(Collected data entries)
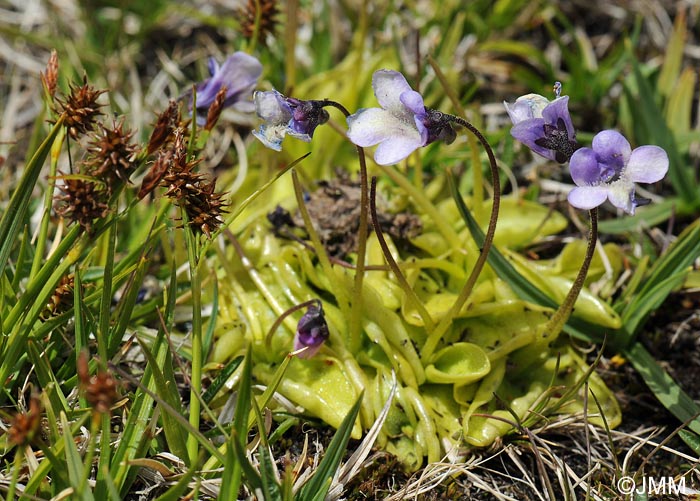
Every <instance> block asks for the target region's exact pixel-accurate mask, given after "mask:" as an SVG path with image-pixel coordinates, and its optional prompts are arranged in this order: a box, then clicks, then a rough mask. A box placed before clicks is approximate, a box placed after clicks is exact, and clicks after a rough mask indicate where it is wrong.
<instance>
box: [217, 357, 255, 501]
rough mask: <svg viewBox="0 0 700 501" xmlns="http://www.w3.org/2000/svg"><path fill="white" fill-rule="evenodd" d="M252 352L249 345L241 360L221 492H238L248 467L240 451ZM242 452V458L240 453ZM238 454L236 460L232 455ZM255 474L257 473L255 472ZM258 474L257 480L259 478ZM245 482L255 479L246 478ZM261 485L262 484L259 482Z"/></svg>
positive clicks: (226, 454) (221, 484) (242, 450)
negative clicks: (257, 477)
mask: <svg viewBox="0 0 700 501" xmlns="http://www.w3.org/2000/svg"><path fill="white" fill-rule="evenodd" d="M251 365H252V354H251V349H250V346H249V347H248V351H247V352H246V355H245V359H244V360H243V370H242V373H241V380H240V383H239V385H238V398H237V399H236V410H235V412H234V415H233V430H232V432H231V436H230V437H229V446H228V448H227V450H226V459H227V461H226V464H224V471H223V473H222V476H221V489H222V492H238V489H239V487H240V485H241V475H242V473H243V471H244V470H245V469H246V466H247V467H250V463H248V459H247V457H246V456H245V454H244V453H243V452H242V451H243V450H244V448H245V441H246V437H247V436H248V414H249V412H250V402H251V400H250V399H251V395H252V388H251V384H252V376H251ZM239 453H240V454H243V459H241V455H240V454H239ZM233 454H235V455H236V456H238V458H237V460H236V458H235V457H233V456H232V455H233ZM256 475H257V473H256ZM259 478H260V477H259V476H258V480H259ZM246 481H247V482H252V481H255V479H251V478H247V479H246ZM260 485H262V484H260Z"/></svg>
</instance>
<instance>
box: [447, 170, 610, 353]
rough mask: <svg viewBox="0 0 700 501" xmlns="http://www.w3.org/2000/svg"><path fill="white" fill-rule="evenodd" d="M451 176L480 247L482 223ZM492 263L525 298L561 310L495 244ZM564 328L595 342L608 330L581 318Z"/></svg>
mask: <svg viewBox="0 0 700 501" xmlns="http://www.w3.org/2000/svg"><path fill="white" fill-rule="evenodd" d="M447 179H448V181H449V185H450V191H451V193H452V198H454V200H455V203H456V204H457V208H458V209H459V213H460V215H461V216H462V218H463V219H464V222H465V223H466V225H467V228H469V231H470V232H471V235H472V238H474V240H475V241H476V244H477V245H478V246H479V247H482V246H483V244H484V233H483V232H482V231H481V228H480V227H479V224H478V223H477V222H476V220H475V219H474V216H472V214H471V212H470V211H469V209H468V208H467V205H466V204H465V203H464V199H463V198H462V195H460V193H459V191H457V184H456V183H455V182H454V178H453V177H452V174H451V173H448V176H447ZM488 263H489V266H491V267H492V268H493V269H494V270H495V271H496V274H497V275H498V276H499V277H500V278H501V279H503V280H505V281H506V282H507V283H508V285H509V286H510V287H511V288H512V289H513V291H514V292H515V293H516V294H517V295H518V297H520V298H521V299H524V300H525V301H529V302H531V303H535V304H539V305H540V306H546V307H548V308H552V309H557V307H558V305H557V304H556V303H555V302H554V300H552V299H551V298H550V297H549V296H547V295H546V294H545V293H544V292H542V291H541V290H540V289H538V288H537V287H535V286H534V285H532V283H530V282H529V281H528V280H527V279H526V278H525V277H523V276H522V275H521V274H520V273H518V271H517V270H516V269H515V267H514V266H513V265H512V264H510V262H509V261H508V260H507V259H506V258H505V257H504V256H503V254H501V253H500V252H499V251H498V249H496V248H495V247H491V251H490V252H489V255H488ZM564 330H565V331H566V332H567V333H569V334H571V335H572V336H575V337H577V338H579V339H584V340H587V341H591V342H595V341H600V340H601V339H603V337H604V334H605V333H604V331H603V329H601V327H600V326H599V325H595V324H591V323H589V322H586V321H584V320H581V319H579V318H574V317H572V318H569V320H568V321H567V323H566V325H565V326H564Z"/></svg>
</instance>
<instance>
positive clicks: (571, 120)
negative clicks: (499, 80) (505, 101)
mask: <svg viewBox="0 0 700 501" xmlns="http://www.w3.org/2000/svg"><path fill="white" fill-rule="evenodd" d="M554 92H555V95H556V98H555V99H554V100H553V101H550V100H549V99H547V98H546V97H544V96H541V95H539V94H526V95H524V96H520V97H519V98H518V99H517V100H516V101H515V102H514V103H507V102H505V101H504V102H503V104H504V105H505V107H506V111H507V112H508V116H509V117H510V119H511V121H512V122H513V128H512V129H511V130H510V133H511V135H512V136H513V137H514V138H515V139H517V140H518V141H520V142H521V143H523V144H524V145H525V146H527V147H528V148H530V149H531V150H532V151H533V152H535V153H537V154H538V155H540V156H543V157H545V158H548V159H549V160H553V161H556V162H559V163H561V164H563V163H566V162H568V161H569V159H570V158H571V156H572V155H573V154H574V152H575V151H576V150H577V149H578V147H579V146H578V143H577V142H576V130H575V129H574V124H573V122H572V120H571V115H570V114H569V96H562V95H561V83H559V82H556V83H555V84H554Z"/></svg>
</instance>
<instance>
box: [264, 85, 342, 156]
mask: <svg viewBox="0 0 700 501" xmlns="http://www.w3.org/2000/svg"><path fill="white" fill-rule="evenodd" d="M253 100H254V102H255V111H256V113H257V114H258V116H259V117H260V118H262V119H263V120H264V123H263V124H261V125H260V127H259V129H258V130H254V131H253V135H254V136H255V137H257V138H258V139H259V140H260V141H261V142H262V143H263V144H264V145H265V146H267V147H268V148H271V149H273V150H275V151H281V150H282V140H283V139H284V138H285V136H286V135H287V134H288V135H290V136H292V137H295V138H297V139H301V140H302V141H305V142H307V143H310V142H311V138H312V137H313V135H314V131H315V130H316V127H318V126H319V125H321V124H324V123H326V122H327V121H328V118H329V115H328V112H327V111H326V110H324V109H323V107H324V106H327V105H328V102H327V101H303V100H301V99H296V98H293V97H287V96H285V95H283V94H281V93H280V92H278V91H276V90H270V91H264V92H260V91H257V92H255V94H254V96H253Z"/></svg>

* **EXERCISE OBJECTIVE**: From the records above, copy each line that contains the word "positive".

* **RESULT**:
positive clicks: (226, 454) (221, 484) (242, 450)
positive clicks: (571, 120)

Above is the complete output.